STORED RECORDS
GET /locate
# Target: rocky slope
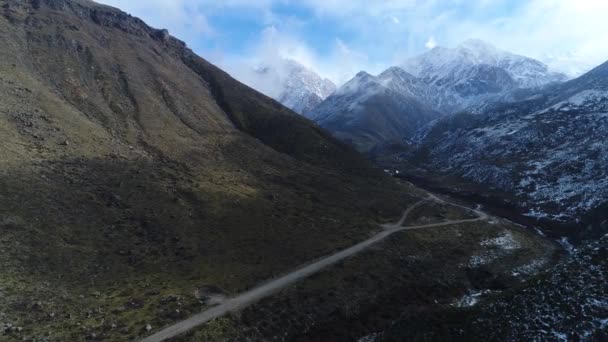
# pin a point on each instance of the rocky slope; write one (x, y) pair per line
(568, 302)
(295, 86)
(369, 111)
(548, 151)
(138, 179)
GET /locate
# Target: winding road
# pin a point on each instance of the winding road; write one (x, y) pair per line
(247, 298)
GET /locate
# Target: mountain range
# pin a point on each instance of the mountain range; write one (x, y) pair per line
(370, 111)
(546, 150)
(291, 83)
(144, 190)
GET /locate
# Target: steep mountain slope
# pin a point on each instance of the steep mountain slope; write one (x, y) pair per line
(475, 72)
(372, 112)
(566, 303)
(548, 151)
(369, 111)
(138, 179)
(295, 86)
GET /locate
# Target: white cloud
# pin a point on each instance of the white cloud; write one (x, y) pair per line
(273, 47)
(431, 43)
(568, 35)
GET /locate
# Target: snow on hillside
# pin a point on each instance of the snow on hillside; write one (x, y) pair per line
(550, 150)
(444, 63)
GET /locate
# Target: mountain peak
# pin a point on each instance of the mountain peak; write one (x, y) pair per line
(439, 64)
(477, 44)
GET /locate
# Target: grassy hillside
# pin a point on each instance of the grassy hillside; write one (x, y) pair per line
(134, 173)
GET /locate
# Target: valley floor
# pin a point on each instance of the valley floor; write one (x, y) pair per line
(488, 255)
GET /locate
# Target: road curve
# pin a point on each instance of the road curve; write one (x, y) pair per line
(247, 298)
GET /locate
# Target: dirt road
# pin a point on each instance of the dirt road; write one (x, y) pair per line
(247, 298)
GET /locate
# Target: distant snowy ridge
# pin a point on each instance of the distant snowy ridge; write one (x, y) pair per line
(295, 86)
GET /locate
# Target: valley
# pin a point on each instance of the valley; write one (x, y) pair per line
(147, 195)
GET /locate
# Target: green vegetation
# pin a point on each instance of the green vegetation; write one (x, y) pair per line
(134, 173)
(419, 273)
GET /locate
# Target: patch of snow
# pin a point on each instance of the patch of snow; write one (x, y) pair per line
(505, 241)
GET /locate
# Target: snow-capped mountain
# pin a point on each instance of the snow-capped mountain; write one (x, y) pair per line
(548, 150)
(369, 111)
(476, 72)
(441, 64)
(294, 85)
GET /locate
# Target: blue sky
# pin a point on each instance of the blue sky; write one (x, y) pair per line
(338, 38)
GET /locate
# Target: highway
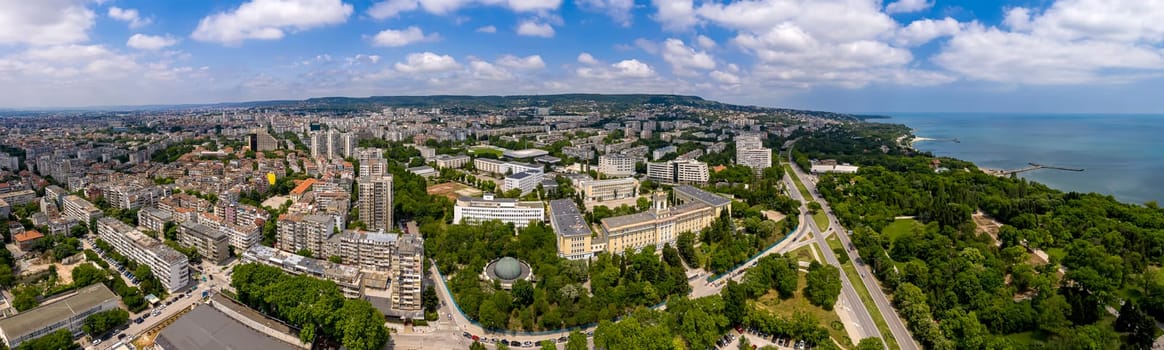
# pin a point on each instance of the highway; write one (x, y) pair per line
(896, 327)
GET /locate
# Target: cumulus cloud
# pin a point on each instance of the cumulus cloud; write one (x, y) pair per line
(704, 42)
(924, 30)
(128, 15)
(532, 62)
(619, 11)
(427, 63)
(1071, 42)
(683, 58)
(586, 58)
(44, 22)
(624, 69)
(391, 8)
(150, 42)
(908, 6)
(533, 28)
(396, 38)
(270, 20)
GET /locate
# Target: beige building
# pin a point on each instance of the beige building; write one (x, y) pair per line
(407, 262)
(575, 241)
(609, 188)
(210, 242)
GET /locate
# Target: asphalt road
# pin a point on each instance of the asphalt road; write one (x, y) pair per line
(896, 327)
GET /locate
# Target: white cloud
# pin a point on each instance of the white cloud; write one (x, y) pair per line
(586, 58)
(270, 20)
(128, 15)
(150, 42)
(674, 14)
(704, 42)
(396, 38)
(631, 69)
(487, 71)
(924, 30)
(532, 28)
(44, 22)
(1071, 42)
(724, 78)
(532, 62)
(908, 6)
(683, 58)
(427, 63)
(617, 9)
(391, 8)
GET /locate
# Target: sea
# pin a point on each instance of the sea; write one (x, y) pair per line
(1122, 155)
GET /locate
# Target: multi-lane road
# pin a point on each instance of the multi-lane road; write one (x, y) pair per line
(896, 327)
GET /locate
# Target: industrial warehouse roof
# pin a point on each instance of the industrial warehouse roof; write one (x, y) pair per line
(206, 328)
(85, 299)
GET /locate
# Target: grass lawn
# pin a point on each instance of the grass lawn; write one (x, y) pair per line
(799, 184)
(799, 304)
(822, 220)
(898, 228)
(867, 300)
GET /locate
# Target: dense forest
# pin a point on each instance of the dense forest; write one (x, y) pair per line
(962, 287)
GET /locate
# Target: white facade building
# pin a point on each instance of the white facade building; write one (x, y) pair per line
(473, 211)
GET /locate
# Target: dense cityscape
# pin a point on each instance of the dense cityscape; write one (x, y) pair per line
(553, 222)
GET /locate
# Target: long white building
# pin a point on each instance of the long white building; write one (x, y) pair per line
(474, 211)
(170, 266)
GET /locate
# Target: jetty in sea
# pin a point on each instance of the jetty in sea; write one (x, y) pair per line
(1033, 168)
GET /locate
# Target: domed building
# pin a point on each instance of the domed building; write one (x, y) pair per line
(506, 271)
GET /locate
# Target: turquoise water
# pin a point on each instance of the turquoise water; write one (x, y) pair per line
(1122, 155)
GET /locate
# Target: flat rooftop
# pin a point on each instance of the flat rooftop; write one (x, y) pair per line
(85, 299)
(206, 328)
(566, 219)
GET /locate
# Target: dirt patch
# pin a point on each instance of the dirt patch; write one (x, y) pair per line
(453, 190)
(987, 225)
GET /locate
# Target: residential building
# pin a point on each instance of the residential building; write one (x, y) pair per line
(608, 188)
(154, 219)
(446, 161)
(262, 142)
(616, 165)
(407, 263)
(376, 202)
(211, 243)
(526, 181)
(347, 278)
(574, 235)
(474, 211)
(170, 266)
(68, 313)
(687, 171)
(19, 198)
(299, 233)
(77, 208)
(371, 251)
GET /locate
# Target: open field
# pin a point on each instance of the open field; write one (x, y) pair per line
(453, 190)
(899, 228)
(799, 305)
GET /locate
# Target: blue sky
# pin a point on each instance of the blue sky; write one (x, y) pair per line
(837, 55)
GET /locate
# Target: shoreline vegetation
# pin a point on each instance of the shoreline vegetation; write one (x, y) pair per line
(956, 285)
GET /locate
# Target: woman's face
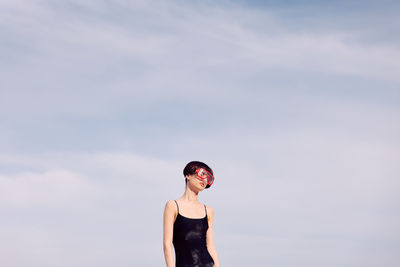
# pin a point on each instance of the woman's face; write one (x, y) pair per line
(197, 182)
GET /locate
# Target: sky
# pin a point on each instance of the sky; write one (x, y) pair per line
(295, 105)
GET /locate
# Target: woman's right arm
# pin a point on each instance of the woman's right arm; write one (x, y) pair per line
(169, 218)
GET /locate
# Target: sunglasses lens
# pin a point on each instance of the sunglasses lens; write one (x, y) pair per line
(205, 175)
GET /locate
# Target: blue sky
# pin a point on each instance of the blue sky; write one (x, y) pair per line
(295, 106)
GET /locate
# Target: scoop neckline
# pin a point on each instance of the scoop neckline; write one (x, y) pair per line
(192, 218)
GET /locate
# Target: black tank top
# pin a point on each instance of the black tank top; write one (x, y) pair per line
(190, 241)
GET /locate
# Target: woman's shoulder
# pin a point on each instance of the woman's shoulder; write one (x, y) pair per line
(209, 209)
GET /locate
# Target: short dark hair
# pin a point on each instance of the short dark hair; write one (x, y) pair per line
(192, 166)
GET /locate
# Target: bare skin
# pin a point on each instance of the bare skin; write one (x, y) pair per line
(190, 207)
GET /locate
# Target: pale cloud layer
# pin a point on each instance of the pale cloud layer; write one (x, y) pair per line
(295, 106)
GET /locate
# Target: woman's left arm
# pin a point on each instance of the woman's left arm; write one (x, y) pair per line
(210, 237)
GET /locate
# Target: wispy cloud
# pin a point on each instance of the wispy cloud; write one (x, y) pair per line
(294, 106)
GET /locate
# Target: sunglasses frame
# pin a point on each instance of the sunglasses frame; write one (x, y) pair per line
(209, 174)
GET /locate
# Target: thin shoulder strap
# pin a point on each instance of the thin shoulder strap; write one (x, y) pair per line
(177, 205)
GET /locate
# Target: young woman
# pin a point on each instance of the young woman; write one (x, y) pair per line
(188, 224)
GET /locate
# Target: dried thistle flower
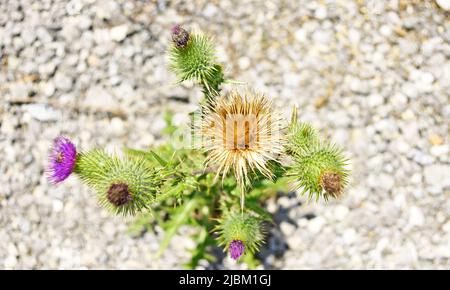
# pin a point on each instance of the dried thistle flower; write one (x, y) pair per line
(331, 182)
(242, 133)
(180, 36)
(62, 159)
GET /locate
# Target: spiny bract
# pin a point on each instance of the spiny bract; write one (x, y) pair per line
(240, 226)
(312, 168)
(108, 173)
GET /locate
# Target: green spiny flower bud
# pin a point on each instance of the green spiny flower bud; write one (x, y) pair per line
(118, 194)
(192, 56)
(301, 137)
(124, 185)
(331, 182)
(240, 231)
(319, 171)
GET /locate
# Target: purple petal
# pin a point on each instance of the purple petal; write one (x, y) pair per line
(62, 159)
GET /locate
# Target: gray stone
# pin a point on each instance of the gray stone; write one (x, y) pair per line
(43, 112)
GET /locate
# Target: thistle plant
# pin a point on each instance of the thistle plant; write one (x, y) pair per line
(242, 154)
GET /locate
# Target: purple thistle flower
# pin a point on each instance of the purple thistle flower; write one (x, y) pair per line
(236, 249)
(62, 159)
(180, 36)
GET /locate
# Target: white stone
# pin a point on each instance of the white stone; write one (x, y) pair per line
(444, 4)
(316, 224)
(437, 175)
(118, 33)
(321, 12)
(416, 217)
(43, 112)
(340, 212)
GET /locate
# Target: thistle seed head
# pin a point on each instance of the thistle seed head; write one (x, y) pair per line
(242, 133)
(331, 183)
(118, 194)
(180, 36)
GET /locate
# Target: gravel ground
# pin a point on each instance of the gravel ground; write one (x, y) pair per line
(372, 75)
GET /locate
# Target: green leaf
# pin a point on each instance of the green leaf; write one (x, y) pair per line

SET TASK
How many lines of the records contain the string "dark"? Case counts; give only the number.

ANSWER TO THE EXERCISE
2